■ Task to complete:
The word "ball" marks the lines to find; copy every such line from the data below.

Data section: Begin

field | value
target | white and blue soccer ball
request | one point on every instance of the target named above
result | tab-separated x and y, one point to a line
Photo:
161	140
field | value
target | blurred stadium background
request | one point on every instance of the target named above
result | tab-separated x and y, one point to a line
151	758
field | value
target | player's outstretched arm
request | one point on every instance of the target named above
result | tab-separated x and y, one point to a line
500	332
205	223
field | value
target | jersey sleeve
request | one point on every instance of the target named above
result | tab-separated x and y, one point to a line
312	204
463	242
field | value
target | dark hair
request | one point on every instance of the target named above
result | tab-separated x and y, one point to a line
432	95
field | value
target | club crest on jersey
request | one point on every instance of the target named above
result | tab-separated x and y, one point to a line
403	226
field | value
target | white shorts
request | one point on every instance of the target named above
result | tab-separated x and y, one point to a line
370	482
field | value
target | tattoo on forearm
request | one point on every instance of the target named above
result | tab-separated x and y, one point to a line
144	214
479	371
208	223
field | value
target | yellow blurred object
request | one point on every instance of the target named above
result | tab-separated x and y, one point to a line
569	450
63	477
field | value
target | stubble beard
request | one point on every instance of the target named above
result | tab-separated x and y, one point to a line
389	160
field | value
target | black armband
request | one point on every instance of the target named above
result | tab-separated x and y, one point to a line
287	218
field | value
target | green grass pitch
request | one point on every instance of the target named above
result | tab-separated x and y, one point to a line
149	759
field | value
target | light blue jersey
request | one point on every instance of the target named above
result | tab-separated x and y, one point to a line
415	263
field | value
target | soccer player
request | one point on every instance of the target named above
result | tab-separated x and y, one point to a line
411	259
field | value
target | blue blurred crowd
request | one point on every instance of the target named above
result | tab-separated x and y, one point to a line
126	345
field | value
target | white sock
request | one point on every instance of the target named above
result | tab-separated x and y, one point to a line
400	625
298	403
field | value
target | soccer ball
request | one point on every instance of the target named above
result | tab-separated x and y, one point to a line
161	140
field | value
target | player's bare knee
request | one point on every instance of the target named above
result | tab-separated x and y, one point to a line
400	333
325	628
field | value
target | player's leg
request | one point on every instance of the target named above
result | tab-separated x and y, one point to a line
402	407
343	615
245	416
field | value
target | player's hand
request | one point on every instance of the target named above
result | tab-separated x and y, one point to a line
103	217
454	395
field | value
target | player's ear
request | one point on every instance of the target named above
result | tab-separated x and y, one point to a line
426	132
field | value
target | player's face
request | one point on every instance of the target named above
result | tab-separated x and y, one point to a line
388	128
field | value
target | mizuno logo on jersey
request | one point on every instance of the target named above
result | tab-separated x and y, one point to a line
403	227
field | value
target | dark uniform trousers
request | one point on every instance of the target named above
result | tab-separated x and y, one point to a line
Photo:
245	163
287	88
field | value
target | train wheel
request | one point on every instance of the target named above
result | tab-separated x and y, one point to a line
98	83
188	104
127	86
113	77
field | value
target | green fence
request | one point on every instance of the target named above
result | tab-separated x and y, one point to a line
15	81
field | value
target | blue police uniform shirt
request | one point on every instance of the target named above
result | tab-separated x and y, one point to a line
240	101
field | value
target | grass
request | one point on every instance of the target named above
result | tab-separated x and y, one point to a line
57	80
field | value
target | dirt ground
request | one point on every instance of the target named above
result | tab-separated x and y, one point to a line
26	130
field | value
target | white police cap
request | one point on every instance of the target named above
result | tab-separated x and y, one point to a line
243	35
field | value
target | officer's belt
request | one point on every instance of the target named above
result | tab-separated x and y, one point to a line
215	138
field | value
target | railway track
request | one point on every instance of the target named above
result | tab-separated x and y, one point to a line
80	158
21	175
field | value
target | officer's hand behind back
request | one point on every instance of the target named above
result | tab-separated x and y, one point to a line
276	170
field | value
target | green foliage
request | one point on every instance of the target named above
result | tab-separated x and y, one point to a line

Data section: End

■ Result:
target | white and blue soccer ball
target | soccer ball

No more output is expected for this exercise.